Data records:
= = =

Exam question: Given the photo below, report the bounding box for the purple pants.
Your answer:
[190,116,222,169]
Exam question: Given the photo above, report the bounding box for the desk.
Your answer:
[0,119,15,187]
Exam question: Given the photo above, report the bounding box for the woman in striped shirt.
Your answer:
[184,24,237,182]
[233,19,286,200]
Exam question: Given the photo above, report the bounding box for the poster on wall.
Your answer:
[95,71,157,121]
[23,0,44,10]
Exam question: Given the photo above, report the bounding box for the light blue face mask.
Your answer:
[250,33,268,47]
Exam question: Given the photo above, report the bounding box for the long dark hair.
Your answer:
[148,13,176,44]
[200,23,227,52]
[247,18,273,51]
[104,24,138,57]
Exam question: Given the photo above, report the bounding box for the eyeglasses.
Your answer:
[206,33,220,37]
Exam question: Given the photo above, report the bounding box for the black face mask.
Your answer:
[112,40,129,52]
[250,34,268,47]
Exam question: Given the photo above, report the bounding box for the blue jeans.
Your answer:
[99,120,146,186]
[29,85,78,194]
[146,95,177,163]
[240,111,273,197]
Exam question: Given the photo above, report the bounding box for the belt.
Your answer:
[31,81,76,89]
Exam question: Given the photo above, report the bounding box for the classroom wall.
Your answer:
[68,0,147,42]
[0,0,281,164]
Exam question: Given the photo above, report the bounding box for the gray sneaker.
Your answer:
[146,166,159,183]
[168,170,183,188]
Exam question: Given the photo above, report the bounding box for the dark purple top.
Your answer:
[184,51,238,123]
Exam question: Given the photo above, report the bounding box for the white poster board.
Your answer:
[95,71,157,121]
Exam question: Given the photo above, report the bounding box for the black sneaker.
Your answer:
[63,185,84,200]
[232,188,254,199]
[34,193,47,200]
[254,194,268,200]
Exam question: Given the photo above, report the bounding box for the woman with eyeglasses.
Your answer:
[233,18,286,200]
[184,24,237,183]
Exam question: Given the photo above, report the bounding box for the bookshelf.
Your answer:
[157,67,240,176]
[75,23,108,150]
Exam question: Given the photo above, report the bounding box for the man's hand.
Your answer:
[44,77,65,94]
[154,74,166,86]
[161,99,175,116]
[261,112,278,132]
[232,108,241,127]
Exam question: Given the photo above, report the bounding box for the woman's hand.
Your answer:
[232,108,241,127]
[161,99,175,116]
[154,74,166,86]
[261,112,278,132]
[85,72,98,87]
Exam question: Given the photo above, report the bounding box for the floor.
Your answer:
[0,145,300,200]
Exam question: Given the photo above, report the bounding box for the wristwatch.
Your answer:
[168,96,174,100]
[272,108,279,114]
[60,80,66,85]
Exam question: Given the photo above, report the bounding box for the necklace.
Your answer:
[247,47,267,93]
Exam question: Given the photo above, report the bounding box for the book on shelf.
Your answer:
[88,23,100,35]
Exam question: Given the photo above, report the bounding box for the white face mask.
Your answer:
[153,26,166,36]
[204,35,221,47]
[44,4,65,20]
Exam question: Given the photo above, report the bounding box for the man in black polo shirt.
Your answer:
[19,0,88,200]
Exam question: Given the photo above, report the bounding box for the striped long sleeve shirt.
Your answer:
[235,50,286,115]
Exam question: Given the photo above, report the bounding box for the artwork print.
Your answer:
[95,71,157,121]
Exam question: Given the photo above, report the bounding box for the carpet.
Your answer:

= = =

Copy out the lines of the items above verbatim, beginning at the line that has "for the belt." and stopping after the line that has "[75,23,108,150]".

Exam question: Given the photo above, report the bounding box for the belt.
Your answer:
[31,81,76,89]
Exam question: Given the photo above, report the bounding box for the classroom wall.
Your answer:
[68,0,147,42]
[0,0,281,164]
Exam question: Given the photo above, report the bounding box for the gray sneaker.
Your answer:
[146,166,159,183]
[168,170,183,188]
Exam question: Given the photo above, report the bounding box for the dark purple top.
Your answer:
[184,51,238,123]
Exam question: Given the photo above, report the bounding box for the white poster board.
Your answer:
[95,71,157,121]
Exam question: Given the photo above, report the bounding box for the black sneaker.
Your answer:
[63,185,84,200]
[232,188,254,199]
[34,193,47,200]
[254,194,268,200]
Exam question: Given the photo above, report the bounding box for the woman with eyeglasses.
Your answer:
[233,18,286,200]
[184,24,237,183]
Exam question: Given the photo above, report the bounding box for the bookshelf.
Your answer:
[157,67,240,176]
[75,23,108,150]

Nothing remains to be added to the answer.